Vol. 15 No.8 (August 2005), pp.690-694

 

AMERICAN CONSTITUTIONAL INTERPRETATION (3rd ed), by Walter F. Murphy, James E. Fleming, Sotirios A. Barber, and Stephen Macedo. NY: Foundation Press 2003. 1651 pp. Cloth $96.50.  ISBN: 1566629691.

 

Reviewed by Mark Kessler, Department of Political Science, Bates College.  Email: mkessler@bates.edu .

 

In its third edition, Murphy’s, Fleming’s, Barber’s, and Macedo’s AMERICAN CONSTITUTIONAL INTERPRETATION remains much more than a collection of important legal cases in constitutional law. Students using it will certainly learn the details of landmark decisions of the United States Supreme Court and significant opinions of individual justices. But serious users will also learn much more—to read closely, to allow one’s close reading to be guided by broader, theoretically significant questions, and to look beyond words and arguments to consider aspects of government, politics, and polity that are constituted by those words and arguments. The editors offer a cogent and integrated set of essays, cases, and materials that achieve their purpose of encouraging students not only to understand the output of constitutional interpretation, but also to “come to understand how that enterprise of interpretation works, or fails to work, to help us collectively articulate, justify, and enforce the fundamental principles and rules that guide our common public life” (p.21). This casebook, then, is an invitation to think about constitutions in a broad and expansive way, and in their social, political, and cultural context.

 

The editors develop and apply throughout this volume a general framework that examines the ways in which constitutional interpretation expresses dual political theories of representative democracy and constitutionalism. The framework recognizes how these theories are sometimes in harmony, while at other times they are in tension, and it explicitly seeks to link the constitutional text and legal doctrine produced by its interpretation to politics and broad normative questions about the good society raised in political theory. The editors summarize the approach as follows: “Constitutional interpretation is, perhaps inevitably, informed by political theory, usually produces legal doctrine, and always interacts with and sometimes changes other forces in the political system. In turn, those forces act on the interpretive enterprise, sometimes changing the decisions it yields, sometimes modifying the nature of that enterprise, and occasionally reshaping the polity itself” (pp.v-vi).

* **Dataset rows**:
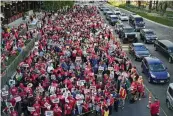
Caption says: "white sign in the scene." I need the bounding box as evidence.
[27,107,35,112]
[45,111,53,116]
[14,96,21,102]
[2,91,8,96]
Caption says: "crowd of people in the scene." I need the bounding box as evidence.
[1,5,147,116]
[1,14,39,69]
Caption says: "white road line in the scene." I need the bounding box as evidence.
[145,86,168,116]
[106,3,168,116]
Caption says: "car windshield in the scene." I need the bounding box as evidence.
[108,12,113,15]
[125,28,134,33]
[149,63,165,72]
[169,47,173,54]
[145,31,155,35]
[103,9,109,11]
[135,17,143,22]
[117,25,123,28]
[134,46,147,51]
[111,17,118,20]
[116,12,121,15]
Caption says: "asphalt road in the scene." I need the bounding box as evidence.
[105,3,173,116]
[80,3,173,116]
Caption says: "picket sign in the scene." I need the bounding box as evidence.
[14,96,22,102]
[108,67,113,70]
[27,106,35,112]
[45,111,53,116]
[2,91,8,96]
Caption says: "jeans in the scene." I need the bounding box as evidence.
[77,105,82,114]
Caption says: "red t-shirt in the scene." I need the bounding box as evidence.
[10,111,18,116]
[150,101,160,115]
[83,103,89,112]
[53,107,62,116]
[10,87,18,96]
[65,104,72,114]
[33,103,41,112]
[31,111,40,116]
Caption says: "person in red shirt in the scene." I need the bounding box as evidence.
[83,101,89,113]
[10,109,19,116]
[33,101,41,113]
[65,103,72,116]
[150,98,160,116]
[31,111,40,116]
[53,104,62,116]
[10,87,18,96]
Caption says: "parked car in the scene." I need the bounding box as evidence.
[103,7,110,15]
[166,83,173,110]
[99,6,105,11]
[119,13,129,21]
[140,29,158,43]
[119,26,138,43]
[108,15,118,26]
[154,40,173,63]
[114,10,121,16]
[115,23,124,34]
[141,57,170,83]
[106,11,114,20]
[129,14,145,31]
[129,43,151,61]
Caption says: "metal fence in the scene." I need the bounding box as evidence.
[1,34,40,87]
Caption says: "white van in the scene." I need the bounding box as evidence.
[166,83,173,110]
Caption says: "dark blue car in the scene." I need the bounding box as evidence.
[129,43,151,61]
[141,57,170,83]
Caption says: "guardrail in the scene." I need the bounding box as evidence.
[1,34,40,87]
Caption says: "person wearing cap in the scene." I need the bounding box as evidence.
[137,76,144,100]
[119,86,127,109]
[10,108,19,116]
[53,104,62,116]
[149,98,160,116]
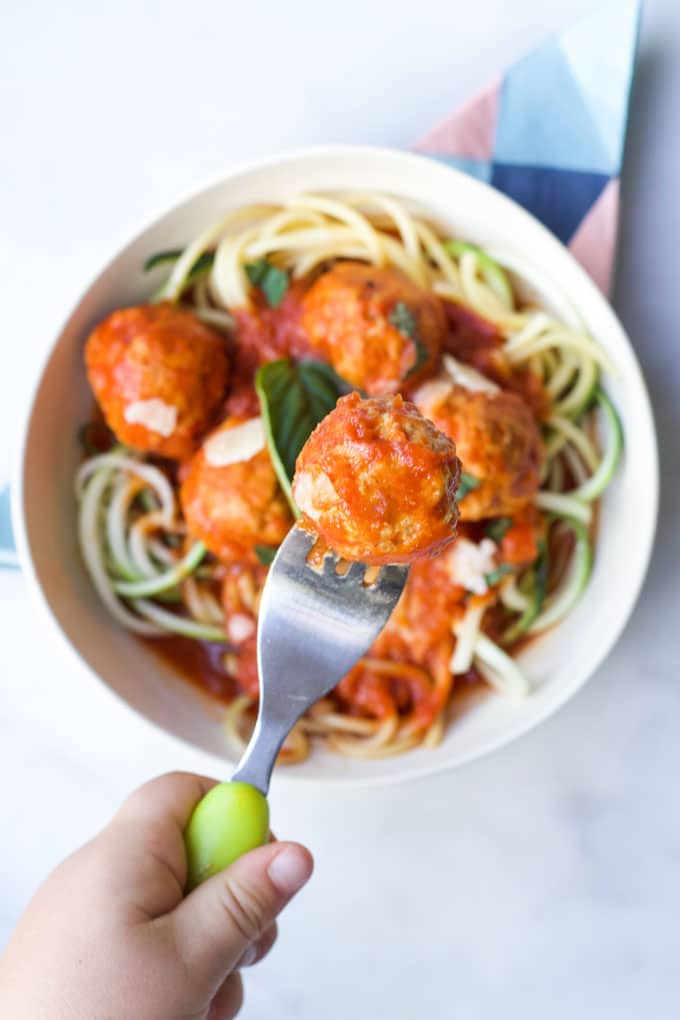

* **Prompt**: Copy the following part of the book review word for word, from "AMERICAN CONSTITUTIONAL INTERPRETATION (3rd" up to and including "Email: mkessler@bates.edu .".

* **Solution for this exercise**:
AMERICAN CONSTITUTIONAL INTERPRETATION (3rd ed), by Walter F. Murphy, James E. Fleming, Sotirios A. Barber, and Stephen Macedo. NY: Foundation Press 2003. 1651 pp. Cloth $96.50.  ISBN: 1566629691.

 

Reviewed by Mark Kessler, Department of Political Science, Bates College.  Email: mkessler@bates.edu .